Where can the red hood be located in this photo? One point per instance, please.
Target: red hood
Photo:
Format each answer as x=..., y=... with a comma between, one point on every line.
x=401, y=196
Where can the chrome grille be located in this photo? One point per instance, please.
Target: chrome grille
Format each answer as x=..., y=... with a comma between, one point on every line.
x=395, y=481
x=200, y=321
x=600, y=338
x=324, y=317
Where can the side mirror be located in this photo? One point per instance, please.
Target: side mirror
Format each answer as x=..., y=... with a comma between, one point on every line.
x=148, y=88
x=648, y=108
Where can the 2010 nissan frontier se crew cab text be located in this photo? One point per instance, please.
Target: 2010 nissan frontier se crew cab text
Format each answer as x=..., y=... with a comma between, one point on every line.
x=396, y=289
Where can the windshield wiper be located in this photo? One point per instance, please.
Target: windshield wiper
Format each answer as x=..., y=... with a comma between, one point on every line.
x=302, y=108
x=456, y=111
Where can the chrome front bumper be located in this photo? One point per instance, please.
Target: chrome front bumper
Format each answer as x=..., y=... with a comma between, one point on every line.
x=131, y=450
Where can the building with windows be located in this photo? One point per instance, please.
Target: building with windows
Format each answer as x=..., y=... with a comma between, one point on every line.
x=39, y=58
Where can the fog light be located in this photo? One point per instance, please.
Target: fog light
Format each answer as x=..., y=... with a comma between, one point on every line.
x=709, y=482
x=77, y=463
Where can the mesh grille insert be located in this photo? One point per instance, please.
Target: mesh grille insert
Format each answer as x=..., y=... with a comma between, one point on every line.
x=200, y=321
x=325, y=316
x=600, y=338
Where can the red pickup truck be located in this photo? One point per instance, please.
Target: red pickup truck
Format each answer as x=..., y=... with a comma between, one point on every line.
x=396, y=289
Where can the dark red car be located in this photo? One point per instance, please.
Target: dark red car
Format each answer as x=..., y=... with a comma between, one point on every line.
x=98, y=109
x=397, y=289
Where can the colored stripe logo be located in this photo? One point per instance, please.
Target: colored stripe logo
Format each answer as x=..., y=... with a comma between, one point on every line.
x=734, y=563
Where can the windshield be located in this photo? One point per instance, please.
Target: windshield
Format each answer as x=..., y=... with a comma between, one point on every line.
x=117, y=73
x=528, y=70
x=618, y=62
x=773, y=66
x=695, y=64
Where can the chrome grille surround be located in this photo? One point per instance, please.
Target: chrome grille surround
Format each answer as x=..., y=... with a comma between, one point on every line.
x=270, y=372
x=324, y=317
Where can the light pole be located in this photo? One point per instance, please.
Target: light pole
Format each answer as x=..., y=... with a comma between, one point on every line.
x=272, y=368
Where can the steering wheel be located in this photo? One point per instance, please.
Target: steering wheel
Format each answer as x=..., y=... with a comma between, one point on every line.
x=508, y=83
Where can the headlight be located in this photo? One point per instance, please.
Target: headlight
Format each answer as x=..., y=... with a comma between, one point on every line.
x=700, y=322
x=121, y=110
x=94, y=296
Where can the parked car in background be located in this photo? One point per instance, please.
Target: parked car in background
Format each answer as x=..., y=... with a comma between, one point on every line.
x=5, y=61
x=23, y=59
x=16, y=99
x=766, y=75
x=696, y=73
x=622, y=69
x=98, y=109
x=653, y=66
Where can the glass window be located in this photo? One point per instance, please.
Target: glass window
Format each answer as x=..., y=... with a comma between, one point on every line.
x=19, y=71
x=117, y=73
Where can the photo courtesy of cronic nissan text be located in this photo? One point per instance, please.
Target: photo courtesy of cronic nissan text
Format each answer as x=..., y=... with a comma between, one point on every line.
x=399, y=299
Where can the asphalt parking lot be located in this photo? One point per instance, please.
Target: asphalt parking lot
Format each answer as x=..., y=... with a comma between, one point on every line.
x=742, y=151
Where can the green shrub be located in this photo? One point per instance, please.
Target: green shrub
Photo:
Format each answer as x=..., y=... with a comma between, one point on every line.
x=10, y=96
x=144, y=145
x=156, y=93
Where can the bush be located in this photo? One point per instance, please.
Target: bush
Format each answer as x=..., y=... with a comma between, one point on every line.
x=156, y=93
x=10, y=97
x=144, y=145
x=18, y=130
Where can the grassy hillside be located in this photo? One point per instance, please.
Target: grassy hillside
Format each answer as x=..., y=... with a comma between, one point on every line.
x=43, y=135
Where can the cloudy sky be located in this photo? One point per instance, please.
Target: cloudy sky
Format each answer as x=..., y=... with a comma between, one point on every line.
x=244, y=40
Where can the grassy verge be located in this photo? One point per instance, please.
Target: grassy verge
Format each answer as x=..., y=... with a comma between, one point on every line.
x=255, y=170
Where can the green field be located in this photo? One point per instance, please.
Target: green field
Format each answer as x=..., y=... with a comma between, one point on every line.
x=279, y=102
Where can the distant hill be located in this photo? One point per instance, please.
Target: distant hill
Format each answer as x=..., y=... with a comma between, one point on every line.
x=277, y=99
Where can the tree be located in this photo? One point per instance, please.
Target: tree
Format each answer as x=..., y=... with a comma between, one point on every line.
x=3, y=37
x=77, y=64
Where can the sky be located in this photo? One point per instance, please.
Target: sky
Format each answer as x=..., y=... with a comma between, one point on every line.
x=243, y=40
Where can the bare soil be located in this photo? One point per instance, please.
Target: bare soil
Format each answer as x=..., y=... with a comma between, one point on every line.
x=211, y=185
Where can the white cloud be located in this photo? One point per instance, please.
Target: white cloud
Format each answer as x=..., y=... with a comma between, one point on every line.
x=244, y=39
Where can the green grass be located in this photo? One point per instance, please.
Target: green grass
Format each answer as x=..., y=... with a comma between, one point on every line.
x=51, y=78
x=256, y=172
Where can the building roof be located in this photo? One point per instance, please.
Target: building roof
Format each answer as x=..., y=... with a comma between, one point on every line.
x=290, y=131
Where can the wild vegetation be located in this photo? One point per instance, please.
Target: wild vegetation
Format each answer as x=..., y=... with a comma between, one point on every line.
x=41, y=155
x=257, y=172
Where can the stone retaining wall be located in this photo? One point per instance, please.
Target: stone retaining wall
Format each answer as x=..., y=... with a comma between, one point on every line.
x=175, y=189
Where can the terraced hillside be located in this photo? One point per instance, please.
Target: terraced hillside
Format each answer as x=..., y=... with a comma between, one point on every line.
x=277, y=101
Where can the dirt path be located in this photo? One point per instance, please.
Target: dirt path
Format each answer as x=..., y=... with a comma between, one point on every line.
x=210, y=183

### Instructions to follow
Reproduce every item above, word for word and line for line, without altering anything.

### Exercise result
Where can the red hood be located in this photo? One point per instance, please.
Target: red hood
Photo:
Format each answer as x=..., y=... with a comma between, one point on every line.
x=401, y=196
Where can the chrome grille be located in this photo? One point per instance, please.
Target: chrome grille
Format each answer as x=..., y=... with a comma between, one point on every line.
x=395, y=481
x=200, y=321
x=600, y=338
x=324, y=317
Where can the side mirror be located in this photo? One point per instance, please.
Target: side mirror
Format each answer as x=..., y=... with a comma between, one point on every line.
x=148, y=88
x=648, y=108
Where can the 2010 nissan frontier se crew cab text be located in this photo? One point per instance, please.
Target: 2010 nissan frontier se crew cab text
Format each answer as x=..., y=... with a comma between, one point on every line.
x=396, y=289
Where can the windshield wiper be located in this photo? One point per instance, please.
Target: windshield wiper
Format each answer as x=..., y=... with a comma between, one point on every line.
x=302, y=108
x=456, y=111
Where can the chrome front bumper be located in this photo? One point per instance, please.
Target: chrome front bumper
Format each answer as x=..., y=... with a comma between, one point on every line.
x=131, y=450
Where can the building with windows be located in this photo? One point per instance, please.
Target: building with windows
Format each answer as x=..., y=... with a comma between, one point on every line.
x=39, y=58
Where can the fog light be located in this photo? One point per instance, please.
Target: fog light
Format each answer as x=..., y=... with a comma between, one point on every line.
x=709, y=482
x=77, y=463
Where can the mesh grille insert be located in this photo? One point per instance, please.
Target: mesh grille insert
Format each answer as x=..., y=... with a comma between, one point on every line.
x=200, y=321
x=325, y=316
x=600, y=338
Where can the red pickup truck be located in this photo? One point per instance, please.
Target: red pickup truck
Format each answer as x=..., y=... with a comma between, one point on every line.
x=396, y=289
Where can the dark red car be located in this photo? One point per instance, please.
Target: dark red car
Format each answer as x=..., y=... with a comma between, one point on every line.
x=98, y=109
x=397, y=289
Where can the colored stripe logo be located in this photo? One point per instance, please.
Target: colored stripe logo
Format each answer as x=..., y=... with a comma between, one point on every line.
x=734, y=563
Where can the windshield be located in this photo? One point per instance, please.
Target: windshield
Format each answer as x=..., y=... with a comma between, one point on every line.
x=117, y=73
x=528, y=70
x=618, y=62
x=773, y=66
x=695, y=64
Where can the chrome grille surround be located in this photo? One point per instance, please.
Target: chrome grille surround
Format each answer as x=..., y=... with a comma between, one point on every line.
x=270, y=372
x=324, y=317
Where can the light pole be located in this photo? One point per instance, please.
Target: light pole
Format each answer as x=..., y=... with a comma between, one point on every line.
x=272, y=368
Where can the steering wheel be located in this photo? One point per instance, please.
Target: steering wheel
Format each answer as x=..., y=... with a comma between, one point on every line.
x=508, y=83
Where can the headlight be located in this photo? One point per instance, please.
Target: headlight
Format each answer as x=..., y=... with a comma between, one point on every line.
x=700, y=322
x=121, y=110
x=94, y=296
Where can the parked car in background be located in this photo? One point per instance, please.
Target: parked car in background
Format each answer as x=..., y=... with a comma between, one point on every line.
x=5, y=61
x=23, y=59
x=16, y=99
x=766, y=75
x=696, y=73
x=622, y=69
x=98, y=109
x=653, y=66
Where can the glass window be located in this photo? One point per instance, please.
Target: glass window
Format each answer as x=..., y=... with a comma between, one point on every line.
x=19, y=71
x=117, y=73
Where can the photo courtesy of cronic nissan text be located in this photo? One point per instance, please.
Target: photo courtesy of cronic nissan text
Format each answer as x=..., y=... with a comma between, one point on every line.
x=399, y=299
Where can the asphalt parking lot be located in this photo? One point per instance, please.
Target: asphalt parking lot
Format each answer as x=..., y=... with a comma between, one point on every line.
x=742, y=151
Where can the green shrub be located in this photo? One point per instance, please.
Target: green shrub
Photo:
Format each answer as x=..., y=... with a comma between, one point on every line.
x=10, y=96
x=144, y=145
x=156, y=93
Where can the bush be located in this photo? One point per instance, please.
Target: bush
Format each answer as x=..., y=... with a comma between, one point on every line.
x=156, y=93
x=10, y=97
x=144, y=145
x=18, y=130
Where can the grassy hillside be located in this photo? One point per instance, please.
Target: grassy hillside
Format each answer as x=..., y=... with a comma between, one point on every line.
x=43, y=135
Where can the cloudy sky be located in this photo? One point per instance, please.
Target: cloudy sky
Format each answer as x=..., y=... with a comma between, one point on every line.
x=244, y=40
Where can the grassy verge be located in this photo? One point per instance, please.
Target: grassy verge
Format each answer as x=..., y=... with a comma between, one point on every line.
x=255, y=170
Where can the green field be located in this photo? One point per instance, please.
Target: green field
Format each answer as x=..., y=... with a comma between, one point on every line.
x=279, y=102
Where can the distant hill be located in this photo? One point per instance, please.
Target: distant hill
Format each answer as x=..., y=... with a comma between, one point on every line.
x=277, y=99
Where can the tree be located in this photo? One point per instance, please.
Target: tree
Format each answer as x=..., y=... with a comma between, one point on every line.
x=3, y=37
x=77, y=64
Where can the sky be located in this photo? One point per instance, please.
Target: sky
Format each answer as x=..., y=... with a comma between, one point on every line.
x=243, y=40
Where can the bare soil be located in this photo? One point per instance, please.
Target: bare soil
Format each answer as x=..., y=... with a comma between, one point on every line.
x=211, y=185
Where can the white cloud be located in this photo? One point per instance, please.
Target: white cloud
Format each answer as x=..., y=... with a comma between, one point on every line.
x=244, y=39
Where can the green grass be located in this photo? One point per instance, please.
Target: green grass
Format each answer as x=..., y=... with a comma between, one point on every line.
x=51, y=78
x=256, y=172
Where can the building roof be located in this photo? One point per instance, please.
Target: building roof
Format each answer as x=..., y=... with a comma between, one point on every line.
x=290, y=131
Where can the wild vegetation be located in this photo? One point per instance, please.
Target: wild vegetation
Format each answer as x=..., y=... with a comma between, one point on every line.
x=41, y=155
x=257, y=172
Where can the stone retaining wall be located in this photo? One point per instance, please.
Target: stone retaining wall
Format each answer as x=..., y=... with a comma between, one point on every line.
x=175, y=189
Where can the terraced hillside be located in this photo? One point per instance, please.
Target: terraced hillside
Format each answer as x=..., y=... with a comma between, one point on every line.
x=277, y=101
Where can the dirt path be located in this photo? One point per instance, please.
Target: dirt path
Format each answer as x=..., y=... with a comma between, one point on every line.
x=210, y=183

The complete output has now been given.